[Collection entries]
▬▬▬

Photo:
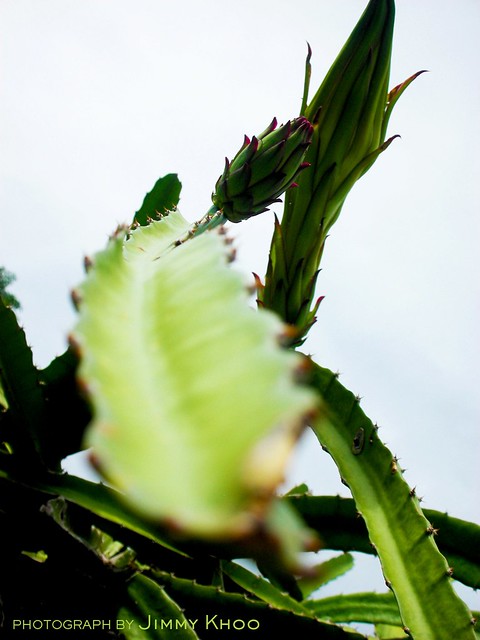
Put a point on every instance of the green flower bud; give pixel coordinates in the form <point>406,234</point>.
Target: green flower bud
<point>349,113</point>
<point>264,168</point>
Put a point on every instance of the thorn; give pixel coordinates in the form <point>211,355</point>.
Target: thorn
<point>76,299</point>
<point>87,263</point>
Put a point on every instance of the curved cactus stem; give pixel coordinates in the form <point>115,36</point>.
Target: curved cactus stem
<point>151,614</point>
<point>191,444</point>
<point>341,528</point>
<point>413,567</point>
<point>21,425</point>
<point>214,606</point>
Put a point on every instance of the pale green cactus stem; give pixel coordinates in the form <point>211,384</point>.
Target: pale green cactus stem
<point>349,113</point>
<point>262,170</point>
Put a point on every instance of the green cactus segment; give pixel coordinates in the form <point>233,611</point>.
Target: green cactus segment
<point>151,614</point>
<point>413,567</point>
<point>374,608</point>
<point>349,113</point>
<point>222,611</point>
<point>163,197</point>
<point>325,572</point>
<point>262,589</point>
<point>22,424</point>
<point>193,444</point>
<point>337,521</point>
<point>262,170</point>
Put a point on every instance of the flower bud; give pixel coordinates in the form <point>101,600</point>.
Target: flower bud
<point>262,170</point>
<point>349,113</point>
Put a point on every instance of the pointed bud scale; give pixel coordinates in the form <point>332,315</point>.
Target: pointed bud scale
<point>263,169</point>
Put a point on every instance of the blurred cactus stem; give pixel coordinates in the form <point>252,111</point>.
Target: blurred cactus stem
<point>263,169</point>
<point>349,114</point>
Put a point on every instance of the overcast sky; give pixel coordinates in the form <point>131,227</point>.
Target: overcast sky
<point>99,98</point>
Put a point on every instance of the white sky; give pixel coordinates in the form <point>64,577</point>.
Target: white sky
<point>99,98</point>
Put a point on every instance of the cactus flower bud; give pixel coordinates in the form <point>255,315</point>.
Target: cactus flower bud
<point>349,113</point>
<point>262,170</point>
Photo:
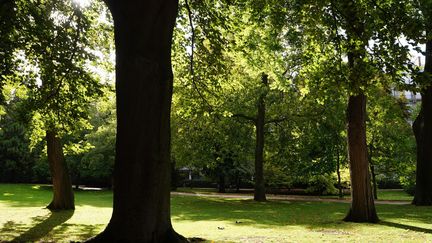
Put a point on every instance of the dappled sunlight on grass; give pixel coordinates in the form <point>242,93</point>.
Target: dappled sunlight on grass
<point>24,218</point>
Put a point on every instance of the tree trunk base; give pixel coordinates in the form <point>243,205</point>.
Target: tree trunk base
<point>371,218</point>
<point>109,236</point>
<point>53,207</point>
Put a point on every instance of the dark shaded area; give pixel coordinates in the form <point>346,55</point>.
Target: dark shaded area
<point>406,227</point>
<point>283,213</point>
<point>44,226</point>
<point>16,195</point>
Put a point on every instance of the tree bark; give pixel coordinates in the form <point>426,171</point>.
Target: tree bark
<point>422,128</point>
<point>338,172</point>
<point>259,193</point>
<point>63,197</point>
<point>362,203</point>
<point>141,208</point>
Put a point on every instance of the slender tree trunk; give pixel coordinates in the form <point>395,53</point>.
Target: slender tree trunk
<point>423,133</point>
<point>338,172</point>
<point>63,198</point>
<point>221,184</point>
<point>238,181</point>
<point>362,204</point>
<point>372,169</point>
<point>259,193</point>
<point>374,183</point>
<point>141,208</point>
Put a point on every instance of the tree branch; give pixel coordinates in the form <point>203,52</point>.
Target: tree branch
<point>246,117</point>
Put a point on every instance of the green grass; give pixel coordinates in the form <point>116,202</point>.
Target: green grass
<point>23,218</point>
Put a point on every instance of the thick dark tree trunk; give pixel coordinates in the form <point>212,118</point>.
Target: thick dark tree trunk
<point>423,133</point>
<point>143,35</point>
<point>259,193</point>
<point>362,204</point>
<point>63,198</point>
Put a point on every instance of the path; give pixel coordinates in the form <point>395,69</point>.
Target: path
<point>297,198</point>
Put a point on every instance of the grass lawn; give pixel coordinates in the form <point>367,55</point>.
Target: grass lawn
<point>23,219</point>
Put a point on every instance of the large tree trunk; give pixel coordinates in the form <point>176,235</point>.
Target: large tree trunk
<point>362,204</point>
<point>423,133</point>
<point>63,198</point>
<point>259,193</point>
<point>143,35</point>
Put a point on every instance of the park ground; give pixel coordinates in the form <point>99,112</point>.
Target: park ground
<point>216,218</point>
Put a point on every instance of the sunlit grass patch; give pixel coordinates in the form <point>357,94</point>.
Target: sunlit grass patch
<point>24,218</point>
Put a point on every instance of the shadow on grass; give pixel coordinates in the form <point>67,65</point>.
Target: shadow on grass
<point>406,227</point>
<point>44,226</point>
<point>28,195</point>
<point>284,213</point>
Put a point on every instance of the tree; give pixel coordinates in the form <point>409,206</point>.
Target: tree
<point>52,63</point>
<point>422,125</point>
<point>141,209</point>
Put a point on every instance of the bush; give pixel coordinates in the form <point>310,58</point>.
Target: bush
<point>408,182</point>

▬▬▬

### [WHAT YOU WILL DO]
Copy out the records above in full, exactly as written, but not the pictures.

### [REPLY]
Photo:
Put a point on every instance of the green flower bud; give pixel coordinates in the form <point>406,234</point>.
Target: green flower bud
<point>349,113</point>
<point>264,168</point>
Put a point on every instance of the thorn; give pixel coordinates in the form <point>211,355</point>.
Target: thorn
<point>76,299</point>
<point>87,263</point>
Put a point on every instance of the curved cactus stem; give pixel coordinates in the form <point>115,36</point>.
Target: curved cactus stem
<point>151,614</point>
<point>191,444</point>
<point>341,528</point>
<point>413,567</point>
<point>21,425</point>
<point>214,606</point>
Put a point on every instance of the pale green cactus stem; give pixel coordinates in the form <point>211,384</point>.
Target: pale green cactus stem
<point>349,113</point>
<point>262,170</point>
Put a point on every instance of the green cactus segment; give pixel coordinates in the form <point>233,611</point>.
Target: green cactus segment
<point>151,614</point>
<point>413,567</point>
<point>374,608</point>
<point>349,113</point>
<point>222,611</point>
<point>163,197</point>
<point>325,572</point>
<point>262,589</point>
<point>22,424</point>
<point>193,444</point>
<point>337,521</point>
<point>262,170</point>
Put a point on every instance of the flower bud; give pixel coordinates in the form <point>101,600</point>.
Target: flower bud
<point>262,170</point>
<point>349,113</point>
Put a point on every instance of the pointed bud scale; give pixel coordinates in the form <point>332,315</point>.
Target: pointed bud scale
<point>263,169</point>
Put a point on every instance of the blurred cactus stem; give pixel coordinates in the form <point>252,111</point>.
Target: blurred cactus stem
<point>263,169</point>
<point>349,114</point>
Put a point on every instance of the overcast sky; give pixel coordinates in the form <point>131,227</point>.
Target: overcast sky
<point>99,98</point>
Put a point on every instance of the white sky; give pixel coordinates in the form <point>64,577</point>.
Target: white sky
<point>99,98</point>
Put a point on every instance of the cactus flower bud; give pixel coordinates in the form <point>255,315</point>.
Target: cactus flower bud
<point>349,113</point>
<point>262,170</point>
Photo:
Put a point on every instance of the dappled sunlight on grass; give pixel coordinates in the form <point>242,93</point>.
Target: dappled sunlight on grass
<point>24,218</point>
Put a point on every instance of the tree trunk base; give pixel coordinates in the form <point>243,205</point>.
Target: tree trunk base
<point>371,218</point>
<point>109,236</point>
<point>53,207</point>
Put a point on every instance of the dark shaded area; give pixel coordinates in the form <point>346,55</point>.
Target: dark shaded area
<point>406,227</point>
<point>283,213</point>
<point>44,226</point>
<point>16,195</point>
Put a point on every instance of the tree bark; give pixel coordinates in the form <point>426,171</point>.
Target: tree bark
<point>422,128</point>
<point>338,172</point>
<point>259,193</point>
<point>63,197</point>
<point>362,203</point>
<point>141,208</point>
Put a point on every instance of the slender tree trunk; give pixel coordinates in the form <point>395,53</point>.
Target: slender tree trunk
<point>423,133</point>
<point>338,172</point>
<point>63,198</point>
<point>221,184</point>
<point>238,181</point>
<point>362,204</point>
<point>372,169</point>
<point>259,193</point>
<point>374,183</point>
<point>141,208</point>
Put a point on every instance of the tree branch; give pixel coordinates in the form <point>203,52</point>.
Target: tree branch
<point>246,117</point>
Put a point on every instance of the green grass; give pixel coordinates in the form <point>116,202</point>.
Target: green grass
<point>23,218</point>
Put a point on every instance of the thick dark tree trunk; give pixel coordinates in the form <point>212,118</point>.
Target: thick dark tree trunk
<point>423,133</point>
<point>143,35</point>
<point>259,193</point>
<point>362,204</point>
<point>63,198</point>
Put a point on every instance of the path; give pixel coordinates in the form <point>395,69</point>.
Target: path
<point>297,198</point>
Put a point on every instance of the grass lawn; give pixel coordinates in the form <point>367,55</point>.
Target: grass lawn
<point>23,219</point>
Put a point on every instance of the large tree trunk; give pixel coordinates in the form <point>176,235</point>.
Target: large tree trunk
<point>362,204</point>
<point>423,133</point>
<point>63,198</point>
<point>259,193</point>
<point>143,35</point>
Put a point on every instance of the park ground; give pixel coordinates in the form <point>99,112</point>.
Target: park ground
<point>216,218</point>
Put a point on every instance of the sunlit grass patch; give pixel coordinates in the form <point>357,94</point>.
Target: sunlit grass patch
<point>24,218</point>
Put a point on every instance of the shadow on grass; give pixel coordinates in the form <point>67,65</point>.
Target: shadow on grass
<point>406,227</point>
<point>44,226</point>
<point>28,195</point>
<point>284,213</point>
Put a point on every instance of the tree; give pixel coordinates in the form <point>409,206</point>.
Target: tree
<point>52,63</point>
<point>422,125</point>
<point>141,209</point>
Put a point on every instance of the bush; give pixel coordinates in the form <point>310,58</point>.
Target: bush
<point>408,182</point>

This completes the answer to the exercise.